TO DO -> The answer must give back every line of the data exactly, with no pictures.

Stored entries:
────────────────────────────────────────

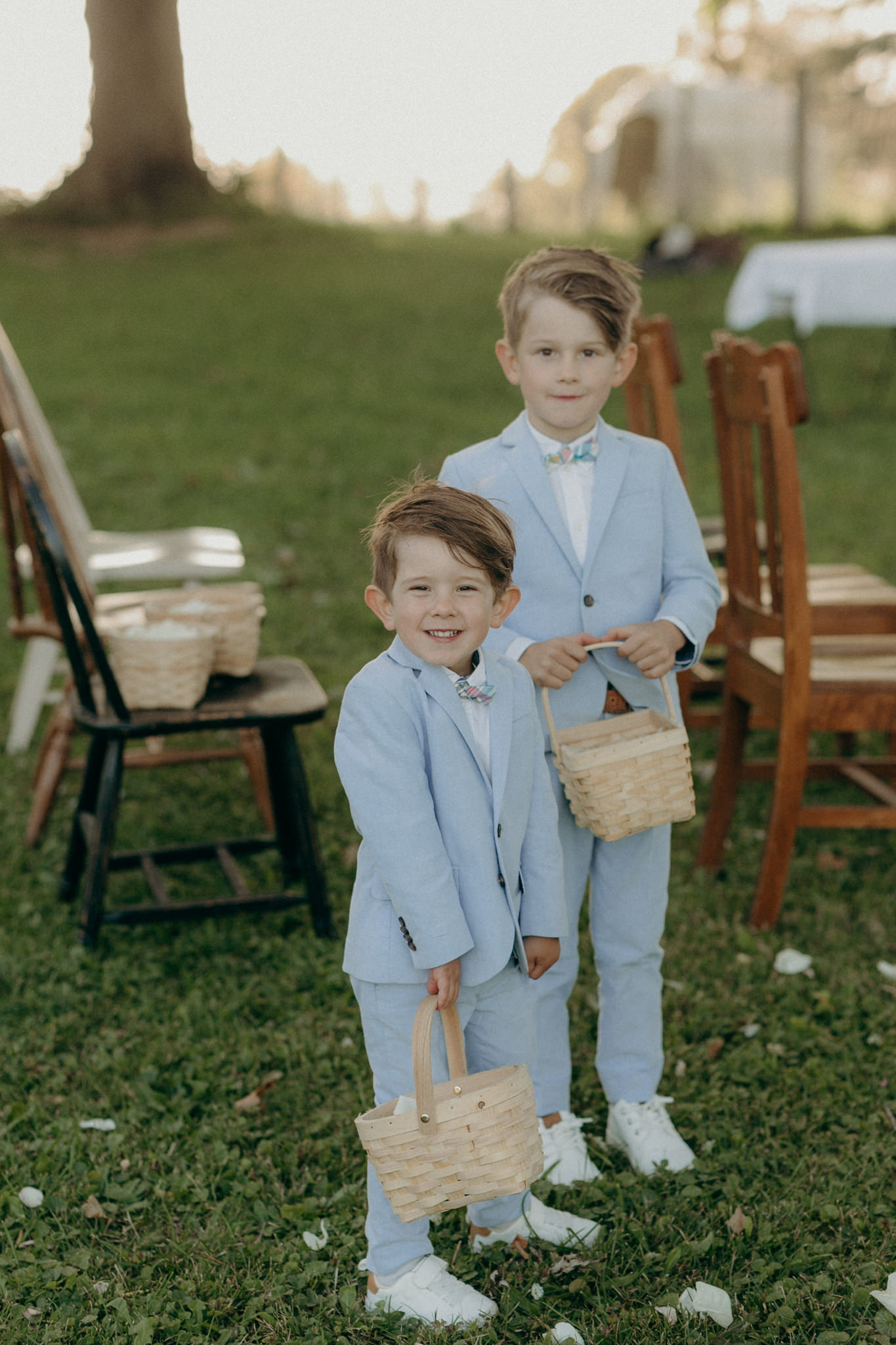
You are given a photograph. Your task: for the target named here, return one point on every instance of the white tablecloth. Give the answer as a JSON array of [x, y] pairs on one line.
[[830, 283]]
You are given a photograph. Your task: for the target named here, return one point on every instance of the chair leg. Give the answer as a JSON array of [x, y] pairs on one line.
[[790, 779], [38, 666], [253, 749], [51, 766], [295, 822], [100, 847], [74, 865], [733, 735]]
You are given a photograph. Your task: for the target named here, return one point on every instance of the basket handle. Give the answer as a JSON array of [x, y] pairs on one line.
[[599, 645], [422, 1057]]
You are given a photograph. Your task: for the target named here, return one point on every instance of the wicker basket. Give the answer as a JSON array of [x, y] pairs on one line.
[[236, 619], [628, 772], [161, 673], [473, 1138]]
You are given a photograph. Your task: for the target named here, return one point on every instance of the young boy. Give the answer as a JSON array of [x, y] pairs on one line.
[[608, 548], [458, 888]]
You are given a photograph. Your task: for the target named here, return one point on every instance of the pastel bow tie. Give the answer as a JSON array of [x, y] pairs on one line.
[[472, 692], [585, 452]]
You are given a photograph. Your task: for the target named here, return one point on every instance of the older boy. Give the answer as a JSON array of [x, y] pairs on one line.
[[608, 548], [458, 888]]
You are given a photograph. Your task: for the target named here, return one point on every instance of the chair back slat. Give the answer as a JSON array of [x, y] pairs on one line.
[[758, 396], [649, 390], [53, 563], [20, 409]]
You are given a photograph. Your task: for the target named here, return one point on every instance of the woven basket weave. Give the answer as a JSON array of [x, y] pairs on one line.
[[155, 674], [625, 774], [471, 1139], [236, 621]]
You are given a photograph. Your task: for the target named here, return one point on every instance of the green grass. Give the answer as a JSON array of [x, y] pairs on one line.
[[278, 378]]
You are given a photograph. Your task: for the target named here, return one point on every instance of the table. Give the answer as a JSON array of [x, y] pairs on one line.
[[826, 283]]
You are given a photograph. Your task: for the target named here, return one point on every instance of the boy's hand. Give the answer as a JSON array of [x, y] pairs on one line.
[[445, 982], [652, 646], [554, 662], [540, 954]]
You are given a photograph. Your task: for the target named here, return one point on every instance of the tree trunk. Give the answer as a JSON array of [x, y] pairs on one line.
[[141, 158]]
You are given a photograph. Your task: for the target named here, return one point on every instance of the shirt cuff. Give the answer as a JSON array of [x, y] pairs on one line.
[[688, 653], [517, 646]]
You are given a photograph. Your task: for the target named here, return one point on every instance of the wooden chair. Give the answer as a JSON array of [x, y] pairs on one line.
[[806, 669], [277, 695], [175, 554]]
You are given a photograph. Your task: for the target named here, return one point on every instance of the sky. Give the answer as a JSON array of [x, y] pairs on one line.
[[377, 93]]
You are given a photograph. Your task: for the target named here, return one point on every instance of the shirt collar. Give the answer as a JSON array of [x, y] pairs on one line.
[[551, 445]]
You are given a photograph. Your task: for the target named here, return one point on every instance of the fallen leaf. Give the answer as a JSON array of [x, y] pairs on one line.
[[253, 1101], [707, 1301], [316, 1241], [566, 1264], [790, 963], [887, 1296]]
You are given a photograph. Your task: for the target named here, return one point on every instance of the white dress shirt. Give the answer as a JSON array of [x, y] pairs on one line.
[[477, 712]]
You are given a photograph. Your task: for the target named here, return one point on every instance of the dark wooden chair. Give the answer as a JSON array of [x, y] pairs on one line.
[[280, 694], [803, 667]]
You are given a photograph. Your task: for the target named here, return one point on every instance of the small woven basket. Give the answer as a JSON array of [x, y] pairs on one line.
[[625, 774], [236, 619], [473, 1138], [161, 673]]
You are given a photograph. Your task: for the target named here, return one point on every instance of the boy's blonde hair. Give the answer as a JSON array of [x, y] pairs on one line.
[[587, 277], [471, 526]]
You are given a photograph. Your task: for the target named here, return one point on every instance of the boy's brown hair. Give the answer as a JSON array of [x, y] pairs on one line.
[[587, 277], [471, 526]]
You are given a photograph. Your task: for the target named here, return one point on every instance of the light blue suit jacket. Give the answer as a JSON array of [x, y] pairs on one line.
[[449, 862], [645, 557]]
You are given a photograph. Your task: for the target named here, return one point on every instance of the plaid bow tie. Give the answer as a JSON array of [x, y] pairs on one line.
[[585, 452], [471, 692]]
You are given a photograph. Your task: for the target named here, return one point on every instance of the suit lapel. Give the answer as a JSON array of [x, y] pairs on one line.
[[527, 466], [609, 474]]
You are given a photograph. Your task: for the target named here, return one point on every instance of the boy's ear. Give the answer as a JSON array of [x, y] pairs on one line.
[[504, 606], [626, 359], [507, 359], [379, 606]]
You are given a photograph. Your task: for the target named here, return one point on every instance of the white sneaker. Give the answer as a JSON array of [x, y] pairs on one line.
[[566, 1158], [647, 1134], [550, 1225], [429, 1294]]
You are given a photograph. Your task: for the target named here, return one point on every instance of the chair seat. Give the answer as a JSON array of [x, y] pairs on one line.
[[182, 553], [859, 659], [278, 689]]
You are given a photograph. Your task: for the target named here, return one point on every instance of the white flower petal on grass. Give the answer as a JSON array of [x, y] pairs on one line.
[[316, 1241], [565, 1332], [790, 963], [887, 1296], [708, 1301]]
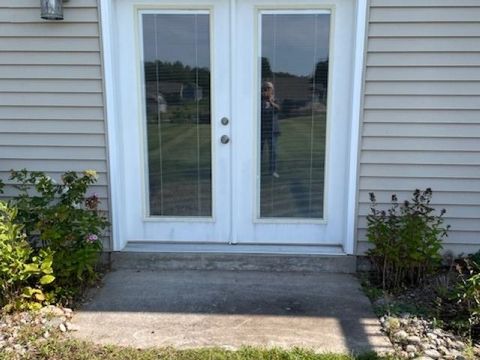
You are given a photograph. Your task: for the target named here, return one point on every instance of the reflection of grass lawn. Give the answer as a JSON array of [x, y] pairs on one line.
[[298, 192], [187, 175]]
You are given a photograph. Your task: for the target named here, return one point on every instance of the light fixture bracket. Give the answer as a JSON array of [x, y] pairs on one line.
[[52, 9]]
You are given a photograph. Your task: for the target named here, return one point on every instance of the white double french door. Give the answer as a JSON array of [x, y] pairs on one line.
[[233, 119]]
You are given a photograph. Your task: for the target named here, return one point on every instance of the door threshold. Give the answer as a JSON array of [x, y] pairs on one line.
[[221, 257], [244, 248]]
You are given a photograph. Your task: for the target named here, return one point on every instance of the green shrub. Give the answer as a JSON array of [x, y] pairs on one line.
[[59, 217], [23, 274], [467, 293], [407, 240]]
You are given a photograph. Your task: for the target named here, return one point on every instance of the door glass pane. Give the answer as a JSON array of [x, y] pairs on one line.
[[292, 113], [176, 53]]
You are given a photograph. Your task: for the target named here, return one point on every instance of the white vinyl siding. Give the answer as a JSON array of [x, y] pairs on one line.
[[51, 92], [421, 120]]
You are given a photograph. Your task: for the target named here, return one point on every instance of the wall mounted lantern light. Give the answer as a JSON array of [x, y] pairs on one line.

────────────────────────────────────────

WRITTEN RESPONSE ->
You are given a photograph. Your task: for the target named here, return one point on every instance of the white tablecloth. Give the answer as a JSON array of [x, y] pairs on one line.
[[830, 283]]
You are given a photograph. Your task: for the target named here, return one point on every instance of the chair leg. Give the answer as a JSON array of [x, y] pairs on one line.
[[790, 779], [38, 666], [253, 749], [51, 766], [295, 822], [100, 847], [74, 865], [733, 735]]
You are given a photograph. Your task: for the target named here, return one point on every instance of the basket handle. Give the answer as a JSON array of [x, y] pairs on one line.
[[599, 645], [422, 1057]]
You are given a photograph. Your task: for the target named here, return one point on every instance of the wicker basket. Give the answer as a JSON array of [x, y] pairs on one line.
[[236, 619], [628, 772], [161, 673], [473, 1138]]
You are given a photograph. Your task: for the target named here, return one point on every instance of the young boy. Give the answer as a JSON array of [x, y] pairs on one line.
[[608, 548], [458, 888]]
You are given a photograph. Your task: for the target named here, return one point on every instance of the pastel bow tie. Give the answer as a JSON array of [x, y] pairs on one line.
[[472, 692], [585, 452]]
You are given a photograph. Your task: for the target named here, return one point on every instance of the older boy. Give the answer as a JSON array of [x, y] pairs on one line.
[[608, 548], [458, 888]]
You are given a photograph. Your task: for the target named here, return one point on every instance of the chair back slat. Give the answer as a JSON array of [x, y] pairs on one line.
[[758, 396], [649, 390], [53, 563], [20, 409]]
You are given a photograph. Your task: for the target named here, return one point on every instance of the woven basket weave. Give the answer as a JSON array of [x, y] pairs on one line.
[[155, 674], [625, 774], [471, 1139], [236, 621]]
You are given a photograph. Your task: for the target named here, return one point on every instance of the green grass. Give the answer as a JSON array of [x, y] pairs on one line.
[[278, 378]]
You are given a photograph. Your task: for the target named here, return one point on every instance of the table. Give the answer as a JSON array of [x, y] pairs on one line.
[[826, 283]]
You are given a photograph. Your task: for the target named here, return one point on every instance of the boy's hand. Give the answer as a JSON array of [x, y] pairs on one line.
[[445, 982], [652, 646], [554, 662], [540, 954]]
You are given a photograph. Your task: for the target named here, return one point on every instance of the tree trunk. Give the answer as a JSON array of [x, y] pairs on one line.
[[141, 158]]
You are given a photograph. Your task: for the target named here, return one point on every instance of the shirt cuff. Give the answer as a JSON array of [x, y] pairs on one line.
[[688, 653], [517, 646]]
You are given a photograph. Your task: for the target named here, return one point on every instance of the wooden chair. Give the answer as a JSON array of [x, y] pairs on one line.
[[806, 669], [277, 695], [175, 554]]
You are given a photograph. Your task: for the target named here, return one point on every instance of the sky. Give the answer as a JSON array of [x, y] pairs on one line.
[[377, 93]]
You are given a photograph. Your task: for the target named here, return one point on every instance of the shirt collar. Give the answer as a JSON array of [x, y] pairs on one line.
[[551, 445]]
You are given a photograph. Your task: for the target named here, return one point on every instance of the fallen leaf. Give the answer as a JSON array of [x, y] pairs on one line.
[[253, 1101], [707, 1301], [316, 1241], [566, 1264], [790, 963], [887, 1296]]
You are given a photograph. Your task: for the target named here, return one point on every instance of the white dress shirt. Give the answer as a JSON array of [x, y] pairs on one line.
[[477, 712]]
You are given a photograph. Your task: for the target named here, return one point on every instance of the dark wooden chair. Give the answer as a JSON array of [x, y] pairs on one line.
[[280, 694], [803, 667]]
You are given a photograph. Your task: for the target named here, return one point on every instance of the small woven basket. Give the answer as a JSON array of [x, y] pairs on one line.
[[625, 774], [236, 619], [473, 1138], [161, 673]]
You are given a photograph. Your task: for the target named here, return one point on every instance of the boy's blonde hair. Give the answer as a JSON array of [x, y] pairs on one line.
[[587, 277], [471, 526]]
You are given a photograph. Your task: for the target named here, return one point on every instance of the boy's brown hair. Give the answer as a JSON array of [x, y] pairs on one line.
[[587, 277], [471, 526]]
You are given a photograph. Your task: for the target named here, return one point on every instance of the light blue suit jacket. Give the answer as a JSON array of [x, y] pairs on one line.
[[449, 862], [645, 557]]
You are given a photograph. Your task: for the target named here, return one point on every instance of the plaid bow tie. Give the answer as a JSON array of [x, y] pairs on one line.
[[585, 452], [471, 692]]
You are given a photograph. Your task: for the target named here, return one point on every instance of the suit lapel. Give the answer as a JSON array of [x, y] pairs on one line.
[[527, 466], [609, 474]]
You are given a photograph. Your task: for the target named here, return one point on every instance of the boy's ear. Give the answer as a JSON array of [x, y] pairs on one line.
[[504, 606], [626, 359], [507, 359], [379, 606]]
You are given a photograph. Your task: for the target named here, return one point on every instance of the white sneaker. Give the answer as a JSON array of [x, y] pairs on one line.
[[566, 1158], [647, 1134], [550, 1225], [429, 1294]]
You are given a photograph. Your task: for the target named here, return one point on every instance of the chair seat. Give the answer as a JSON array of [x, y] pairs on one line.
[[182, 553], [859, 659], [278, 689]]
You are given a photograph. Your task: for the target named here, return one point on every instance of the white flower petal on grass. Give the answer as a JSON array of [x, y] pairs on one line.
[[316, 1241], [565, 1332], [790, 963], [887, 1296], [708, 1301]]
You are given a photograph. Your task: for the target named here, return one point on every instance of the reflection of grass lawn. Give the answer as a JSON array of [x, y] pairs on one line.
[[298, 192], [187, 175]]
You are given a photograph. Your task: for the target named here, return one point on every instance of the light fixture bracket. Give the answer as a JSON array of [x, y] pairs on one line.
[[52, 9]]
You are given a photograph. Your task: for the target named here, return one point on every instance of the white double french door. Give the answer as a JSON array of [x, y] pairs on one line.
[[233, 119]]
You are given a photograph. Your task: for the target named here, return one point on every instance of the door threshold. Give the answer as a JSON array of [x, y] pairs on one line.
[[221, 257], [244, 248]]
You are given a photograph. Your task: for the target named here, return one point on every instance of the green shrub. Give the answer as a JSON array of [x, y] pairs on one line.
[[59, 217], [23, 274], [467, 293], [407, 240]]
You are given a photograph. Your task: for the target named here, return one point on every instance of the door glass pane. Give the answer as a JSON array of [x, y] pairs on one line.
[[292, 113], [176, 53]]
You are given a photograph. Your task: for the target named here, return one point on every instance of the white vinyl siding. Give the answer as a JSON array of [x, y] pairs on one line.
[[51, 92], [421, 120]]
You are given a photograph. Your task: for the target named here, return one point on every instance of the wall mounted lantern light. Give the answer as a JSON array of [x, y] pairs on one line.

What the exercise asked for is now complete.